| Brief |
Using the data below, return every line that holds the word "wicker".

| Task material |
○ ○ ○ ○ ○

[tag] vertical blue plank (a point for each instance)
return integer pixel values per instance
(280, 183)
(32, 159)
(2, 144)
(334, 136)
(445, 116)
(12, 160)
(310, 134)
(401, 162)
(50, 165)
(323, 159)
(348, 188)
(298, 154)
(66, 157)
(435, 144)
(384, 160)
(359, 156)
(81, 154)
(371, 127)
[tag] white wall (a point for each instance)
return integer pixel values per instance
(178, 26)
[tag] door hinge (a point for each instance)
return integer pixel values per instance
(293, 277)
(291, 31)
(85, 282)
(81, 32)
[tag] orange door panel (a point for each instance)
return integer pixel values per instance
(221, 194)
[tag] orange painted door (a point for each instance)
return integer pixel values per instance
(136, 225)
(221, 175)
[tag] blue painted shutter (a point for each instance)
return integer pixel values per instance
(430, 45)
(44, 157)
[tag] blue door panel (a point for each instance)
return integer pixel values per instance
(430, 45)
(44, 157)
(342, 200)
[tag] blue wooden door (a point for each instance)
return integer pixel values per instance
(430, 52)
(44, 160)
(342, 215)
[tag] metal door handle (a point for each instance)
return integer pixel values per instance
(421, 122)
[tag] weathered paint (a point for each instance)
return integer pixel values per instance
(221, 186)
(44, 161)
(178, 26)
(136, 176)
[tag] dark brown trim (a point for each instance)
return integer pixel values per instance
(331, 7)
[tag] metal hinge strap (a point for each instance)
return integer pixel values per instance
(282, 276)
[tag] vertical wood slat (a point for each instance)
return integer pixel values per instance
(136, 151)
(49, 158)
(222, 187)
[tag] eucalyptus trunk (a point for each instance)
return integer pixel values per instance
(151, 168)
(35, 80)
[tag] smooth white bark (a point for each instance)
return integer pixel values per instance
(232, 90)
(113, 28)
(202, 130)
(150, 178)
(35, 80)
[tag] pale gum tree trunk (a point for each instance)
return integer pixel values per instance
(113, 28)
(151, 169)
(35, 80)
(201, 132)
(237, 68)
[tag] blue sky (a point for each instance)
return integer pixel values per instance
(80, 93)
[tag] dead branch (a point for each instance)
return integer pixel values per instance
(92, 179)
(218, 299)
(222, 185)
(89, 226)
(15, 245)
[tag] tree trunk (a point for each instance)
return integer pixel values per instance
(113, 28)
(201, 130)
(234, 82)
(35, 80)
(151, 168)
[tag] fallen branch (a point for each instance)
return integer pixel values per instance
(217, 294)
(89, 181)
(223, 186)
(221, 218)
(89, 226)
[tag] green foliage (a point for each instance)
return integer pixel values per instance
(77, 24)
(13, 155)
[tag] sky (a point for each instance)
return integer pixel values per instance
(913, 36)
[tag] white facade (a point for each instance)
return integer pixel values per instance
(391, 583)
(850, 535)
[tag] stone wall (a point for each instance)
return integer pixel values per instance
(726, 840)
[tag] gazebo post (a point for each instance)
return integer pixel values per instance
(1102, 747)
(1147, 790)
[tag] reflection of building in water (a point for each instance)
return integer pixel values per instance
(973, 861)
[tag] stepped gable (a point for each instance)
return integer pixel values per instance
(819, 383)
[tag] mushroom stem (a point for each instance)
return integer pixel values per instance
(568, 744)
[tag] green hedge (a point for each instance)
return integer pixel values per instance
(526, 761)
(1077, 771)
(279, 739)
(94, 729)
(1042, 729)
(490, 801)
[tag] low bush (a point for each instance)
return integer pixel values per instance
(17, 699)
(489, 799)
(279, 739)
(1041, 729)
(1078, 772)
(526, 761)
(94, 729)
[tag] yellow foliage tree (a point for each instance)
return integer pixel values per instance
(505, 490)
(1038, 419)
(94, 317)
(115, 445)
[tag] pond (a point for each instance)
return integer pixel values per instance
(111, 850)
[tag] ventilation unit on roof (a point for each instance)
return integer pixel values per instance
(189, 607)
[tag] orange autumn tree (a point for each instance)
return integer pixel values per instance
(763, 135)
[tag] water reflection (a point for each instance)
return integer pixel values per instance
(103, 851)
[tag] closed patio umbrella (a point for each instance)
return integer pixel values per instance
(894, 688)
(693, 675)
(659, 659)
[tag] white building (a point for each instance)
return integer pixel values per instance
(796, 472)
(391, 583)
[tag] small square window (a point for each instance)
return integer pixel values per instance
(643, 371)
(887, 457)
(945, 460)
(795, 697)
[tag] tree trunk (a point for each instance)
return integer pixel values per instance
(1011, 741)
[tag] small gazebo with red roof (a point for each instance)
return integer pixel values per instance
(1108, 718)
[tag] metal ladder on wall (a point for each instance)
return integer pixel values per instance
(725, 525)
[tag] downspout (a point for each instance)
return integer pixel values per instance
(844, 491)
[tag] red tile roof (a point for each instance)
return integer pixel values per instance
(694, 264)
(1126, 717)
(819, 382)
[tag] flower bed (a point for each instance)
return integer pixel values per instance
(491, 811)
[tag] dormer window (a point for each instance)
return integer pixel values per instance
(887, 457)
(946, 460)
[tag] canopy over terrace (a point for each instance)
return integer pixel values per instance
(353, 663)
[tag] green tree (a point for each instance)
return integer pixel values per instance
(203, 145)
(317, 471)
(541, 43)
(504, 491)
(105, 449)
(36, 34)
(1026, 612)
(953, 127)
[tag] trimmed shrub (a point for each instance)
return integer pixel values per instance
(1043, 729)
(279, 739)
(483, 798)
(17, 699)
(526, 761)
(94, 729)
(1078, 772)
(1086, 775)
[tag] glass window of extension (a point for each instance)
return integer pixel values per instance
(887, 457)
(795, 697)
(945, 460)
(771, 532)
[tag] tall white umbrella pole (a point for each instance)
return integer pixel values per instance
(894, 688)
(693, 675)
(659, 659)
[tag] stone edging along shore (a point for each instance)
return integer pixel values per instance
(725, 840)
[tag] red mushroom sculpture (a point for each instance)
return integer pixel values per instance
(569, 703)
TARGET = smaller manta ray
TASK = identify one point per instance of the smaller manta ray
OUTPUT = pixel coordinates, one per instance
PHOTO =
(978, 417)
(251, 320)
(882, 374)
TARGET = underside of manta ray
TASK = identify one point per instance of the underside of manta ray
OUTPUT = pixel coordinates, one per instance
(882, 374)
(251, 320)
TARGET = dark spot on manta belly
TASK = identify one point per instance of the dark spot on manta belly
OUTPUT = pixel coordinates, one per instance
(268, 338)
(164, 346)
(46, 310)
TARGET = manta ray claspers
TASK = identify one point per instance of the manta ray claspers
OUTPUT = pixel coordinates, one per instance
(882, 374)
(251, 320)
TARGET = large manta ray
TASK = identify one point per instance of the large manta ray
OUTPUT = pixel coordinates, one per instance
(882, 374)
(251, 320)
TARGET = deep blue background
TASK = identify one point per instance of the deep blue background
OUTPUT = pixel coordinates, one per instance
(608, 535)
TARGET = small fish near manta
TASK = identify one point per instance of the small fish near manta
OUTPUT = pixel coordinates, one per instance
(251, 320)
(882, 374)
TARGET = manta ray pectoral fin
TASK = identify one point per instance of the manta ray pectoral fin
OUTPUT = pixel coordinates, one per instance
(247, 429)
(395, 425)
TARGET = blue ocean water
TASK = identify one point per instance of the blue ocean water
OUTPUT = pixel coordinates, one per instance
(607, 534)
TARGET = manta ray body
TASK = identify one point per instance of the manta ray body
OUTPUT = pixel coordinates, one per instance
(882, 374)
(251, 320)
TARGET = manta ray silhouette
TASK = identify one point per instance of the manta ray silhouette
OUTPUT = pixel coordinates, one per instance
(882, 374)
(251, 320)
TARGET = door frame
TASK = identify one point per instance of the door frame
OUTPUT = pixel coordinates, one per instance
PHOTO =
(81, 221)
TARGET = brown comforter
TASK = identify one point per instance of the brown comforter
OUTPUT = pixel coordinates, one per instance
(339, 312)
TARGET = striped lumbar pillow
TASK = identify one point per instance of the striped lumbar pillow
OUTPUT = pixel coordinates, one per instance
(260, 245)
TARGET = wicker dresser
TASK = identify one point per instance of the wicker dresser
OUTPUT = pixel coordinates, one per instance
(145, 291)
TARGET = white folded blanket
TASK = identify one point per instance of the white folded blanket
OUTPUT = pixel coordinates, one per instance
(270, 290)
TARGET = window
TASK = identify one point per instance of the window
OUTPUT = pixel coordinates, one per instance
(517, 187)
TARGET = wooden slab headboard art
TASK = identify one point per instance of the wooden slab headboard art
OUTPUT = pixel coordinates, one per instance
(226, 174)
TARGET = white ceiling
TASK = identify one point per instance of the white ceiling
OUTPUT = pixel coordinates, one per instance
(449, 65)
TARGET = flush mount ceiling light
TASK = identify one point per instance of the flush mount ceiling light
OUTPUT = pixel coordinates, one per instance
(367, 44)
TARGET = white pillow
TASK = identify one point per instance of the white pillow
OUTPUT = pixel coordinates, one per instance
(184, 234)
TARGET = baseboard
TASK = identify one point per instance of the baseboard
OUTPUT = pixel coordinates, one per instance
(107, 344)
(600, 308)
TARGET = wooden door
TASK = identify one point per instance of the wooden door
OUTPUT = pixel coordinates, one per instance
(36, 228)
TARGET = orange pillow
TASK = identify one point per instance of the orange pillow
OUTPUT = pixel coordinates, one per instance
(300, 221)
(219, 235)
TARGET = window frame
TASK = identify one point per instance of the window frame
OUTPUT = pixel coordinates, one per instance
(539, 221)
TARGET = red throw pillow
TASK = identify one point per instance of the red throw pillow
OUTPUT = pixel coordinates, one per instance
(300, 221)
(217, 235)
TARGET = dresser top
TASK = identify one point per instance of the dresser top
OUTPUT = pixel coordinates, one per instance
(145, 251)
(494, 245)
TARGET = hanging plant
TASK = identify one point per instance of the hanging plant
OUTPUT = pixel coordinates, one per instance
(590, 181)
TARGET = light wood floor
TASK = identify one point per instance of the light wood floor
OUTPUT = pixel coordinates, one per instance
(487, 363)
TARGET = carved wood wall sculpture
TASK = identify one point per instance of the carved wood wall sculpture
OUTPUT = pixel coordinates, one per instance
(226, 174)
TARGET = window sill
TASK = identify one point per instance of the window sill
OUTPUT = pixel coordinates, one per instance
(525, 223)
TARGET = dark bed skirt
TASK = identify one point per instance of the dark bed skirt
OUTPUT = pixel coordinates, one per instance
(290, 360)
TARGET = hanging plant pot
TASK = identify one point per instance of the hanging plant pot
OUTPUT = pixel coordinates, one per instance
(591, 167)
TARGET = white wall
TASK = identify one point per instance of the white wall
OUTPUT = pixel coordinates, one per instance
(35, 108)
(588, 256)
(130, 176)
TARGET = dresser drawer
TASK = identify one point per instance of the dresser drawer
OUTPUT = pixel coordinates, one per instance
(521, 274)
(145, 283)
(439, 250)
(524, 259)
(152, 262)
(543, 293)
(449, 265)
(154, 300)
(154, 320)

○ ○ ○ ○ ○

| Solution for this task |
TARGET = wicker dresser
TASK = identify one point per instance of the wicker dresser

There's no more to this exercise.